ASSIGNMENT: You are to retype exactly the line with "the green leaf" and every line after it in the entries below.

- Opening Delimiter -

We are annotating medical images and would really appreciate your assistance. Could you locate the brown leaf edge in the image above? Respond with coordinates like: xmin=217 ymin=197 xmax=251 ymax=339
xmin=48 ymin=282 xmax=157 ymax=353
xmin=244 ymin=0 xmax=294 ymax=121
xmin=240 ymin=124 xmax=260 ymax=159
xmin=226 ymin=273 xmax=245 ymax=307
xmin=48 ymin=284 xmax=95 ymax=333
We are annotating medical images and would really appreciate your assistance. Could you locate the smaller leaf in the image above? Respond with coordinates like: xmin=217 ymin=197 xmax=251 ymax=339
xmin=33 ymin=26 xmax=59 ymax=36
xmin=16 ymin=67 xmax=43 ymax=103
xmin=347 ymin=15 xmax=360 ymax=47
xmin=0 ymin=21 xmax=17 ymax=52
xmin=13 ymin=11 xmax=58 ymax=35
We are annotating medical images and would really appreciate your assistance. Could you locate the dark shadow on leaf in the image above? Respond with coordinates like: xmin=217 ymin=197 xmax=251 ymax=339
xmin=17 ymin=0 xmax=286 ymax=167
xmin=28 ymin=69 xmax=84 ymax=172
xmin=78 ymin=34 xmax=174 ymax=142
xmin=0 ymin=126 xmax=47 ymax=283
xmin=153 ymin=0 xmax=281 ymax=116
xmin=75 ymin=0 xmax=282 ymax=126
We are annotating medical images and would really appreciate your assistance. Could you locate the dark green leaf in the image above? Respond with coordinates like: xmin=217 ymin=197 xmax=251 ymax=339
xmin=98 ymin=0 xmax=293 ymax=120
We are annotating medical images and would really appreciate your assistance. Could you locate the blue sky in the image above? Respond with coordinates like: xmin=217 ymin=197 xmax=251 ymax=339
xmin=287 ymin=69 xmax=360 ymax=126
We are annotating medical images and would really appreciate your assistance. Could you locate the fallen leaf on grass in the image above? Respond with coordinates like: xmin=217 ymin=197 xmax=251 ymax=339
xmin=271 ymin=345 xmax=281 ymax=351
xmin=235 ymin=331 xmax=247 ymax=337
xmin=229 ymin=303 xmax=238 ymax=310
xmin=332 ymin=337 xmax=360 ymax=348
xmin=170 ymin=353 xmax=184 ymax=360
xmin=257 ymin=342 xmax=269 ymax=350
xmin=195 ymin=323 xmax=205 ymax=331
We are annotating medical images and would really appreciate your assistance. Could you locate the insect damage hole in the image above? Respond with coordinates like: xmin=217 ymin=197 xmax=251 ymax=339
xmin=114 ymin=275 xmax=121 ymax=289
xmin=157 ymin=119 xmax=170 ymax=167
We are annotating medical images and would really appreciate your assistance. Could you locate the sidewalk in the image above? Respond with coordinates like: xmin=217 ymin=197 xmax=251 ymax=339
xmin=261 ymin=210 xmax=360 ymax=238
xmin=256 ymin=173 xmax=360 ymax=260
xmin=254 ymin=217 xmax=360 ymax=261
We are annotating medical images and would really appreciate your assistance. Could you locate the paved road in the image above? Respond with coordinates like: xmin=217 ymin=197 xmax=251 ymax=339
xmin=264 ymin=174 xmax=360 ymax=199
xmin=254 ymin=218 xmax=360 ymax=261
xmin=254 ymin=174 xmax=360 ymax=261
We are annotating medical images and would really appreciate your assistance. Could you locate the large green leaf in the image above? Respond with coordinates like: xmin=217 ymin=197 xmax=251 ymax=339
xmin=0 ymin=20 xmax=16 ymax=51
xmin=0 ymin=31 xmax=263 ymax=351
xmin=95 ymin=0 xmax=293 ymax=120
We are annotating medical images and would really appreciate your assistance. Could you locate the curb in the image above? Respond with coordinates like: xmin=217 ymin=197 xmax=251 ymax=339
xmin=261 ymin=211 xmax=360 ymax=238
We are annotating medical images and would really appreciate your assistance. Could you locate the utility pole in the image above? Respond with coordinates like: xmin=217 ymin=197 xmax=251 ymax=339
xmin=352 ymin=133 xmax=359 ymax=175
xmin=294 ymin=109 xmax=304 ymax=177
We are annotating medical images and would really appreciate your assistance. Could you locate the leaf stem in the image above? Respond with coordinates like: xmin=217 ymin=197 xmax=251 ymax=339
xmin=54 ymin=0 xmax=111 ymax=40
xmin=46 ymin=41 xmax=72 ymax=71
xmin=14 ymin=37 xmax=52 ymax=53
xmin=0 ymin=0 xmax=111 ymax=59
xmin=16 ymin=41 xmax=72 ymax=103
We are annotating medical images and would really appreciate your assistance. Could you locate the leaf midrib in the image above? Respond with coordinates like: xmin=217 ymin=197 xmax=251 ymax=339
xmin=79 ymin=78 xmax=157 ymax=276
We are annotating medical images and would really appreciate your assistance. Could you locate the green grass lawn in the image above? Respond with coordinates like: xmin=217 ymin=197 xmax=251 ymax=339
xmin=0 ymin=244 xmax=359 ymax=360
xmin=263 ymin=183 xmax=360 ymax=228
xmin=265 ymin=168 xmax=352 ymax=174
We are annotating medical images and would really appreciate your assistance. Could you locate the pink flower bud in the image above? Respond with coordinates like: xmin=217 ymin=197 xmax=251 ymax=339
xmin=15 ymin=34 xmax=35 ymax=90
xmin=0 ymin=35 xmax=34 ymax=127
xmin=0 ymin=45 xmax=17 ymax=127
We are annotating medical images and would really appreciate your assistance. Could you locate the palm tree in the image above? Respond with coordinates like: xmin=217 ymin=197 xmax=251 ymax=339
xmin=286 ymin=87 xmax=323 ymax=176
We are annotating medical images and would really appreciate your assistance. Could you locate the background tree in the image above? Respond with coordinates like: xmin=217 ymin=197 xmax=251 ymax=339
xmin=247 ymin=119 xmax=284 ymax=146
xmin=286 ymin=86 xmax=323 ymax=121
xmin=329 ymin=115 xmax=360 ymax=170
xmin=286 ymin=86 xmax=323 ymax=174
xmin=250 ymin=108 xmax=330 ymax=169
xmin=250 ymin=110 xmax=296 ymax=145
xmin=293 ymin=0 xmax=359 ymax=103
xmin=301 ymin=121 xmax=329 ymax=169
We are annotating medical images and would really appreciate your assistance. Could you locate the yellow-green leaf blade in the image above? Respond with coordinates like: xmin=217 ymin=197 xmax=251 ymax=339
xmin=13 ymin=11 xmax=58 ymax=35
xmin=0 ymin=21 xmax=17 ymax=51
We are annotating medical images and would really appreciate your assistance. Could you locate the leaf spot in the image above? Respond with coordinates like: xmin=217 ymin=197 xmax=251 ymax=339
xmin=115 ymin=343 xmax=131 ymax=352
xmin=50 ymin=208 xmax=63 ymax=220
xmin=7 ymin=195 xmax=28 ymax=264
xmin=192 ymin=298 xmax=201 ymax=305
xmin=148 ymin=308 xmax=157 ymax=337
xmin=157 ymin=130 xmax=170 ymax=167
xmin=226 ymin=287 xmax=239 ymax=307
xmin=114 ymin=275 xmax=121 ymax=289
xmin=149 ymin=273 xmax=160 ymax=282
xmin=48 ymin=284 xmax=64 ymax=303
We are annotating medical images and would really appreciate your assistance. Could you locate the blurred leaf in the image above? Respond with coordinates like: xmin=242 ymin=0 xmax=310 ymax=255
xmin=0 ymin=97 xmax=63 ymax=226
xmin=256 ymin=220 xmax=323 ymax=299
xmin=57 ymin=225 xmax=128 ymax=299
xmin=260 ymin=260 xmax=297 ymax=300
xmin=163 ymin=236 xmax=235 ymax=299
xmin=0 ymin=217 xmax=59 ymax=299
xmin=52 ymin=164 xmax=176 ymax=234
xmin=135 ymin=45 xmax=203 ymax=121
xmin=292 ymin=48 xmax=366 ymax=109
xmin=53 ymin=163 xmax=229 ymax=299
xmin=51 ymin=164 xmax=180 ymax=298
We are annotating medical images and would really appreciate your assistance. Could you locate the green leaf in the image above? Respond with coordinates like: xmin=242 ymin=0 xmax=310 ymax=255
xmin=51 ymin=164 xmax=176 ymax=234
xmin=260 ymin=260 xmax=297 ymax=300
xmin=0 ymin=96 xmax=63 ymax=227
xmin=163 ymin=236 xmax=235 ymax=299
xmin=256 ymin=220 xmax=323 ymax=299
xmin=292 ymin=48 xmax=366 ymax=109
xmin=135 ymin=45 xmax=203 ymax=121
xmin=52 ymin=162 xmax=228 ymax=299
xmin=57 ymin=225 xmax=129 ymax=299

- Closing Delimiter -

WRITTEN RESPONSE:
We are annotating medical images and would really appreciate your assistance. Could you locate the green leaf in the image above? Respond with coordinates like: xmin=242 ymin=0 xmax=310 ymax=255
xmin=51 ymin=164 xmax=176 ymax=234
xmin=260 ymin=260 xmax=297 ymax=300
xmin=0 ymin=96 xmax=63 ymax=227
xmin=163 ymin=236 xmax=235 ymax=299
xmin=256 ymin=220 xmax=323 ymax=299
xmin=292 ymin=48 xmax=366 ymax=109
xmin=135 ymin=45 xmax=203 ymax=121
xmin=52 ymin=162 xmax=228 ymax=299
xmin=57 ymin=225 xmax=129 ymax=299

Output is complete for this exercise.